▸ TEXT FOR ANALYSIS
◆ ◆ ◆ ◆ ◆ ◆ ◆

Enter Silicon Valley Bank
Silicon Valley Bank (SVB) was a commercial bank headquartered in Santa Clara, California. SVB was the 16th-largest bank in the United States at the time of its failure on March 10, 2023, and was the largest bank by deposits in Silicon Valley. It was a subsidiary of the bank holding company SVB Financial Group. As a state-chartered bank, it was regulated by the California Department of Financial Protection and Innovation and was a member of the Federal Reserve System.
Started in 1983, SVB expanded tremendously over the last 20 years. This was helped by their willingness to provide a safe haven to companies that were based overseas but had US investors.
“All startups registering in the US require a social security number to operate with any bank. SVB was the only bank that allowed very early-stage startups, particularly in the SaaS sector, to open an account without a social security number. With SVB, they will not be able to move their money at all,” the cofounder of LogiNext Dhruvil Sanghvi said.
They were also the only ones willing to lend to venture-funded startups that were still not profitable. This made them the go-to partner for all venture-funded companies in the US and abroad.
VC funds have been investing incredible amounts of monies into startups over the past 10 years. The pandemic funnelled even more money into their hands than ever before. This led to more and more inflated investments over the past 3 years. What this did was…
SVB’s deposits grew from $60 billion in 2020 to nearly $200 billion two years later as the tech industry grew during the pandemic. The bank then invested in debt like U.S. Treasuries and mortgage-backed securities, but as the Federal Reserve increased interest rates to combat inflation over the last year, the firm’s investments began to fall. SVB sold assets amid a surge in withdrawals, which created $1.8 billion in losses. The bank’s collapse—highlighted by a 64% plunge in share prices overnight—affected other banks and cryptocurrencies before it was closed by a California regulator.
This is where we bring back the Fed’s decision to raise interest rates. The investments/assets that SVB was holding assumed that the 0% regime would continue. They produced low yields of 1.56%.
As the interest rates grew, it became more attractive for startups and VC funds to park their monies elsewhere. This resulted in a huge number of requests to draw money.

◆ ◆ ◆ ◆ ◆ ◆ ◆

▸ WORK ORDER 1
Transcribe the passage on Silicon Valley Bank, starting with "VC funds have" and going on through "a California regulator.".
▸ WORK ORDER 2
List every dollar amount given in the passage on Silicon Valley Bank.

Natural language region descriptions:
◆ ◆ ◆ ◆ ◆ ◆ ◆

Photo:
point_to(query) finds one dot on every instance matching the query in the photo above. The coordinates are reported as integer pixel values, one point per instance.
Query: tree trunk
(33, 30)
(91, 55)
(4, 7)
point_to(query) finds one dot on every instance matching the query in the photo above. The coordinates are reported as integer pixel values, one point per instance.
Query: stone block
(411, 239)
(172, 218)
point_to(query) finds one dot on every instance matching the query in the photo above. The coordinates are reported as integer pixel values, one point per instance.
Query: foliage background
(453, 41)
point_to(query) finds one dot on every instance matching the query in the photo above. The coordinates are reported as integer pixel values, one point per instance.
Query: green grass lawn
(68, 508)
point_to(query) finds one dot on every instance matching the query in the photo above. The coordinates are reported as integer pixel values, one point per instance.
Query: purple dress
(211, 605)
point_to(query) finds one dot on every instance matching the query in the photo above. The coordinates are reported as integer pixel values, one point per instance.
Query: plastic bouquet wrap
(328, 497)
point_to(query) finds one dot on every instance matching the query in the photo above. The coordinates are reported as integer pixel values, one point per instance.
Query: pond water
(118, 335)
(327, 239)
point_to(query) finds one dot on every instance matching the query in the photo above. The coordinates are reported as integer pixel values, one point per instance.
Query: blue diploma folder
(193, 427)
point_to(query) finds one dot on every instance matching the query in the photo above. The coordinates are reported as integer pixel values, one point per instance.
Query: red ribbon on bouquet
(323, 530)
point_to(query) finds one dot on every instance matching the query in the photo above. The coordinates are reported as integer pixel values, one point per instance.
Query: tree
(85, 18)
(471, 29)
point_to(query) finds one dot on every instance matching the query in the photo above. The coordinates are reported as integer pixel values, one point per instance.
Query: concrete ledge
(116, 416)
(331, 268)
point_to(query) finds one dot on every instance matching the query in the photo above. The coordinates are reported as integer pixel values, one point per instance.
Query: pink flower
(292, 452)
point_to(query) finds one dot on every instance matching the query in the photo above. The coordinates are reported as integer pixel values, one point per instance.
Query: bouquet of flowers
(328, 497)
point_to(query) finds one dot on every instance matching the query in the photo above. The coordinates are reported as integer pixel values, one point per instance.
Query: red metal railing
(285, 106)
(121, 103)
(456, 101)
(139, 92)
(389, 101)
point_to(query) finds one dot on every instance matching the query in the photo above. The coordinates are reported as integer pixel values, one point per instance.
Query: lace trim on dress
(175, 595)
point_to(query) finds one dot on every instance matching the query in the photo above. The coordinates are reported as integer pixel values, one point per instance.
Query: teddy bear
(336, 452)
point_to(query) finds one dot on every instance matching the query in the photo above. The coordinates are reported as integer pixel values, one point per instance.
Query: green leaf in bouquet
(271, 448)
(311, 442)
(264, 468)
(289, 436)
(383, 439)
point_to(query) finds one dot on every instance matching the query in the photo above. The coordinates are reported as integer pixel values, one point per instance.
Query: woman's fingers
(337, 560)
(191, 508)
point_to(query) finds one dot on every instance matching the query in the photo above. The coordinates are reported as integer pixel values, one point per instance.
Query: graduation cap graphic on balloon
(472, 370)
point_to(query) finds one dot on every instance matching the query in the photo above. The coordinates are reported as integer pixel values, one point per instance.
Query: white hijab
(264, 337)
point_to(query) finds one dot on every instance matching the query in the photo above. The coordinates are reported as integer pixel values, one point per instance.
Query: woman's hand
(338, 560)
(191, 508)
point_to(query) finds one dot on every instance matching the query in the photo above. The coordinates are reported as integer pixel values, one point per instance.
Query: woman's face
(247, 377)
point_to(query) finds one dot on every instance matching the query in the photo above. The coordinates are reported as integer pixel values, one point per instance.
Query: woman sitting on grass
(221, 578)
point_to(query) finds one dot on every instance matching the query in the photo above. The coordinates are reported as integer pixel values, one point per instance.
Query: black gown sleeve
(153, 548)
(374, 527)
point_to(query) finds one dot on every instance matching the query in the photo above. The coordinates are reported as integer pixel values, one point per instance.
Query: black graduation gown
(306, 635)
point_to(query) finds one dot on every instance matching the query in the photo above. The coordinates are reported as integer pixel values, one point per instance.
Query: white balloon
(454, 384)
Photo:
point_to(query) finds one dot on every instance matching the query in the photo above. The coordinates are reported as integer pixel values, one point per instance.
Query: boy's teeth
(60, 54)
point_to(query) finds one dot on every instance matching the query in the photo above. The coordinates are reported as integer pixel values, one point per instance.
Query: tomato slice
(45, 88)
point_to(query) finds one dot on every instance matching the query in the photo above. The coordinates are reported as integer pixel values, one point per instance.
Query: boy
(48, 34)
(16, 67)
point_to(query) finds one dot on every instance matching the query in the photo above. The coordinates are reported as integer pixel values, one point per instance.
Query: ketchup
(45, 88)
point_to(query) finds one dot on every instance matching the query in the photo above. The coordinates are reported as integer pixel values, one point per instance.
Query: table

◆ ◆ ◆ ◆ ◆ ◆ ◆

▸ WORKED SOLUTION 1
VC funds have been investing incredible amounts of monies into startups over the past 10 years. The pandemic funnelled even more money into their hands than ever before. This led to more and more inflated investments over the past 3 years. What this did was…
SVB’s deposits grew from $60 billion in 2020 to nearly $200 billion two years later as the tech industry grew during the pandemic. The bank then invested in debt like U.S. Treasuries and mortgage-backed securities, but as the Federal Reserve increased interest rates to combat inflation over the last year, the firm’s investments began to fall. SVB sold assets amid a surge in withdrawals, which created $1.8 billion in losses. The bank’s collapse—highlighted by a 64% plunge in share prices overnight—affected other banks and cryptocurrencies before it was closed by a California regulator.

▸ WORKED SOLUTION 2
$60 billion
nearly $200 billion
$1.8 billion